WHAT TO WORK ON:
Print the records again, character for character.
# start of RECORDS SUPPLIED
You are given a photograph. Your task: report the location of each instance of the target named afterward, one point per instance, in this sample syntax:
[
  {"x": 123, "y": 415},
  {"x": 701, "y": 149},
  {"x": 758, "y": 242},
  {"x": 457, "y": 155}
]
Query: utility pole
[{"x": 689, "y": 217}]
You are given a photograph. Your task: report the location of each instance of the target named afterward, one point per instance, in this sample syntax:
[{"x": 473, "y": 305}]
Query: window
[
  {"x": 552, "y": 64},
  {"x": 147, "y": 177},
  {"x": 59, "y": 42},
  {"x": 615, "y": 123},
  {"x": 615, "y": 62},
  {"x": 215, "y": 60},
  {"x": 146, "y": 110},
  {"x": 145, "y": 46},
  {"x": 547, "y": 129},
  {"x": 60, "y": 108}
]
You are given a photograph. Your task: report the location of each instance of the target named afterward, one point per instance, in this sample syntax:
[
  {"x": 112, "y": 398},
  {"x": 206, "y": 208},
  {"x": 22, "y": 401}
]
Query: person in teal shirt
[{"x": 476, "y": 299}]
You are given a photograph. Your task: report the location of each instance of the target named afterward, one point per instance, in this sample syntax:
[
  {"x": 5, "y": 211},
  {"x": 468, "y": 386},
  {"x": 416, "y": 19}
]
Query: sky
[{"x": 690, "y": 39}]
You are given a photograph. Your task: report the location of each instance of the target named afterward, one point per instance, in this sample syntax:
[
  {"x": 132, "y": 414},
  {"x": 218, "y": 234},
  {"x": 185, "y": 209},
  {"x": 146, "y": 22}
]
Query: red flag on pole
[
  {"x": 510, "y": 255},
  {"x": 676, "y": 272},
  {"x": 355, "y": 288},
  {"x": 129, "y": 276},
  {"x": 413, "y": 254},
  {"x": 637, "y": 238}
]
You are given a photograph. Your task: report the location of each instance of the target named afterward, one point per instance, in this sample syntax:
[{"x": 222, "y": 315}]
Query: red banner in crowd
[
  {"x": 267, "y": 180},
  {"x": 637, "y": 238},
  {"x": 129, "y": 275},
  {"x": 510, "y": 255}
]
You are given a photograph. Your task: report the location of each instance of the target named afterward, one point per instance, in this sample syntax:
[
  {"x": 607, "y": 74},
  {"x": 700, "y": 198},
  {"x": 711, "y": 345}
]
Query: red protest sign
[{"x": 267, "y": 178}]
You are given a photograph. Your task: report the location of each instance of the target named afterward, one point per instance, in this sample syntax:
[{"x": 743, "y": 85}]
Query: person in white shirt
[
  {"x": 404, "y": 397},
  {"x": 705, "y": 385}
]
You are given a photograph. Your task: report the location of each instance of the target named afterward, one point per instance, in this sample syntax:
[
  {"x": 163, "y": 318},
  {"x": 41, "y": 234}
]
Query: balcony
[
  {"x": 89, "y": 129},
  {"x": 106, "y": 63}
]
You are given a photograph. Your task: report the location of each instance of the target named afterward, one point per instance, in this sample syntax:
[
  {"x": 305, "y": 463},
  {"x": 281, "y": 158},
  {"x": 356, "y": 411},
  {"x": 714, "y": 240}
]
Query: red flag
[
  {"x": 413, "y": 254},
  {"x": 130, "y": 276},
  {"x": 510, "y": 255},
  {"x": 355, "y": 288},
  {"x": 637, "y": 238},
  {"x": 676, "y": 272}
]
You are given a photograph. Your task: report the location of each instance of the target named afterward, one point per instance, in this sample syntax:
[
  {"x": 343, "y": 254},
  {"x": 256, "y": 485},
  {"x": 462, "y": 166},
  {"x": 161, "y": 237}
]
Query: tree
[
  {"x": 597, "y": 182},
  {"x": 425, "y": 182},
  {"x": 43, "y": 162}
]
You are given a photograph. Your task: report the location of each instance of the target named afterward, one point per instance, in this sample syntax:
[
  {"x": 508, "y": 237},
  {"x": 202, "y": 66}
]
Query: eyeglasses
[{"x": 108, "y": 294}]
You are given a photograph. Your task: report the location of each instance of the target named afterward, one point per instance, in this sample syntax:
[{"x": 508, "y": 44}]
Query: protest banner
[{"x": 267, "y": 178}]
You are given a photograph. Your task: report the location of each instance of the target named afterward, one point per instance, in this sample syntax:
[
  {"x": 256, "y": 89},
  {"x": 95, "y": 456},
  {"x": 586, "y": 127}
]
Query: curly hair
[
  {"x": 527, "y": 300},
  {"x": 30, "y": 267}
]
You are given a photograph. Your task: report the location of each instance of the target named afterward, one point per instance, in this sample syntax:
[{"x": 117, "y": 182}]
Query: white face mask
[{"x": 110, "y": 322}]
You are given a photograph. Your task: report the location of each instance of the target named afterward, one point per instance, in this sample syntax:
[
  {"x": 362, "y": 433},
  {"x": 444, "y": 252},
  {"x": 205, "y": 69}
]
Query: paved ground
# end of RECORDS SUPPLIED
COMPLETED TASK:
You are given a photograph. Your task: report the location of each instance of the target named afterward, one point per instance, in this sample syntax:
[
  {"x": 123, "y": 415},
  {"x": 701, "y": 149},
  {"x": 758, "y": 242},
  {"x": 457, "y": 155}
]
Query: utility pole
[{"x": 689, "y": 217}]
You are given a photograph. Your task: report the location of each instance of the target named afterward, one point per instance, in this sample syntax:
[{"x": 473, "y": 305}]
Query: window
[
  {"x": 552, "y": 64},
  {"x": 147, "y": 177},
  {"x": 59, "y": 42},
  {"x": 615, "y": 123},
  {"x": 615, "y": 62},
  {"x": 215, "y": 60},
  {"x": 146, "y": 110},
  {"x": 145, "y": 46},
  {"x": 547, "y": 129},
  {"x": 60, "y": 108}
]
You are given a photograph. Your task: report the location of each instance of the target named afterward, one point per instance, in this sample syntax:
[
  {"x": 112, "y": 398},
  {"x": 206, "y": 208},
  {"x": 22, "y": 401}
]
Query: person in teal shirt
[{"x": 476, "y": 299}]
You are given a photograph. Your task: report the location of each instance of the target named afterward, one point per instance, in this sample syntax:
[
  {"x": 5, "y": 211},
  {"x": 468, "y": 386},
  {"x": 416, "y": 19}
]
Query: sky
[{"x": 690, "y": 39}]
You are given a photograph. Your task: report the location of each instance of the target named afterward, one point per instance, in this sample syntax:
[
  {"x": 132, "y": 414},
  {"x": 218, "y": 234},
  {"x": 185, "y": 209},
  {"x": 146, "y": 22}
]
Query: red flag on pole
[
  {"x": 510, "y": 255},
  {"x": 676, "y": 272},
  {"x": 355, "y": 288},
  {"x": 129, "y": 276},
  {"x": 413, "y": 254},
  {"x": 637, "y": 238}
]
You are given a photograph. Your task: report the location of each instance of the target named afterward, one point per instance, in this sample syntax:
[{"x": 222, "y": 315}]
Query: red banner in crowd
[
  {"x": 267, "y": 180},
  {"x": 637, "y": 238},
  {"x": 129, "y": 275},
  {"x": 510, "y": 255}
]
You are given a photograph. Your task: report the location of each instance of the target named afterward, one point per instance, in this sample syntax:
[
  {"x": 607, "y": 74},
  {"x": 700, "y": 198},
  {"x": 711, "y": 345}
]
Query: red protest sign
[{"x": 267, "y": 178}]
You are given a photograph. Your task: report the location of each instance of the target named afterward, one point per instance, in this sample syntax:
[{"x": 743, "y": 85}]
Query: person in white shirt
[
  {"x": 404, "y": 397},
  {"x": 705, "y": 385}
]
You are given a photograph. Your task: report the location of each instance of the target named afterward, one point per instance, in this sample syntax:
[
  {"x": 163, "y": 318},
  {"x": 41, "y": 234}
]
Query: balcony
[
  {"x": 89, "y": 129},
  {"x": 106, "y": 63}
]
You are given a photograph. Your task: report the location of each instance of the target named afterward, one point per instance, in this sample syntax:
[
  {"x": 305, "y": 463},
  {"x": 281, "y": 158},
  {"x": 356, "y": 411},
  {"x": 714, "y": 240}
]
Query: red flag
[
  {"x": 413, "y": 254},
  {"x": 130, "y": 276},
  {"x": 510, "y": 255},
  {"x": 355, "y": 288},
  {"x": 637, "y": 238},
  {"x": 676, "y": 272}
]
You are given a photograph. Your task: report the location of each instance of the target named afterward, one point per instance, in this sample syntax:
[
  {"x": 343, "y": 254},
  {"x": 256, "y": 485},
  {"x": 462, "y": 166},
  {"x": 161, "y": 237}
]
Query: tree
[
  {"x": 597, "y": 182},
  {"x": 425, "y": 182},
  {"x": 43, "y": 162}
]
You are given a photograph. Your task: report the location of each instance of the target named afterward, one point per instance, in this sample syntax:
[
  {"x": 508, "y": 237},
  {"x": 202, "y": 66}
]
Query: eyeglasses
[{"x": 108, "y": 294}]
You are given a photograph. Your task: report the location of each instance of the target named afterward, one point per instance, in this sample syntax:
[{"x": 508, "y": 44}]
Query: protest banner
[{"x": 267, "y": 178}]
You are given a photograph. Your task: report the location of each instance of the target named afterward, one point per instance, in this sample syntax:
[
  {"x": 256, "y": 89},
  {"x": 95, "y": 456},
  {"x": 586, "y": 127}
]
Query: curly hair
[
  {"x": 527, "y": 300},
  {"x": 30, "y": 267}
]
You are given a photograph. Your task: report the location of each instance of the target named afterward, one point per instance, in this sample syntax:
[{"x": 117, "y": 182}]
Query: white face mask
[{"x": 110, "y": 322}]
You are given a photograph. Your task: report the location of each instance of the target named afterward, one point per instance, in this sample syntax:
[
  {"x": 362, "y": 433},
  {"x": 444, "y": 252},
  {"x": 205, "y": 69}
]
Query: paved ground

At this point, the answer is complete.